Requirement:
Repeat everything in the essay on vocation in the second half of life from "Their rootedness in" down to "others as well.", word for word.

Embracing Your Vocation for the Second Half of Life
“No one can keep you from the second half of your own life except yourself. Nothing can inhibit your second journey except your own lack of courage, patience, and imagination. Your second journey is all yours to walk or to avoid.”
(Richard Rohr, Falling Upward)
Recently I had multiple meaningful experiences with friends old and new who happen to be retired. Each of them seem to be thriving in their current life stage. One retired from owning a preschool, another as a business owner and educator, a third as a Catholic Priest. In our conversations they share about life happenings, their hobbies, and they particularly center on the experiences that bring them meaning. Two of the three I have known for several years now and have watched them before they were considering retirement. Now, I notice how the content of their lives has changed some with their altered work schedules. What has not changed is the purpose with which they live.
Their rootedness in what is more than their work-life, their family, or even their travel reveal a thread of something that seemed to be formed much before they approached retirement. It shows up in the way they are unhurried, lacking much regret, have a good wit in their story-telling, and are engaged in a way I find hard to match in my demeanor. After being with them I feel more whole, grateful for the impression they continue to make on me and many others as well.
Retirement does not seem to phase their outlook or way of being with people. They are not thrown off by the transition out of productive and performance roles. In fact, it almost seems like they seamlessly moved into retirement, subbing in as needed and mentoring those who are coming behind them on occasion. While they continue to influence others, they chose to step into retirement for various reasons (health, calling, choice), letting go of what was to reimagine their preferred future.
Taking time to imagine our future, especially how we will create meaning for our lives beyond our career, requires courage. In my interviews and coaching experience, some leaders are unwilling to let go of their role due to the need to leave a legacy. I have also met with those who cruised into retirement, expecting it to fill the voids they felt during their working years.

Data provided:
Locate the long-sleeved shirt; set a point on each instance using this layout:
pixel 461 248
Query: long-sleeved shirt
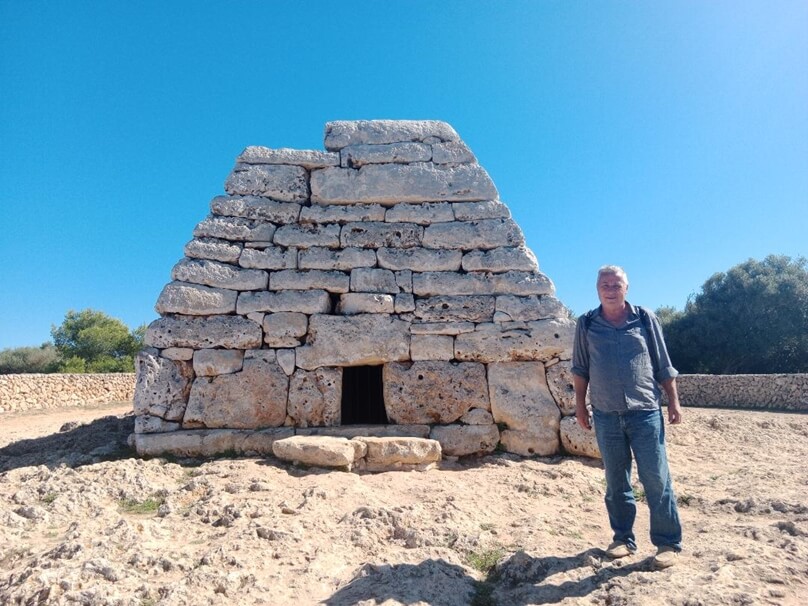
pixel 617 363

Exercise response:
Their rootedness in what is more than their work-life, their family, or even their travel reveal a thread of something that seemed to be formed much before they approached retirement. It shows up in the way they are unhurried, lacking much regret, have a good wit in their story-telling, and are engaged in a way I find hard to match in my demeanor. After being with them I feel more whole, grateful for the impression they continue to make on me and many others as well.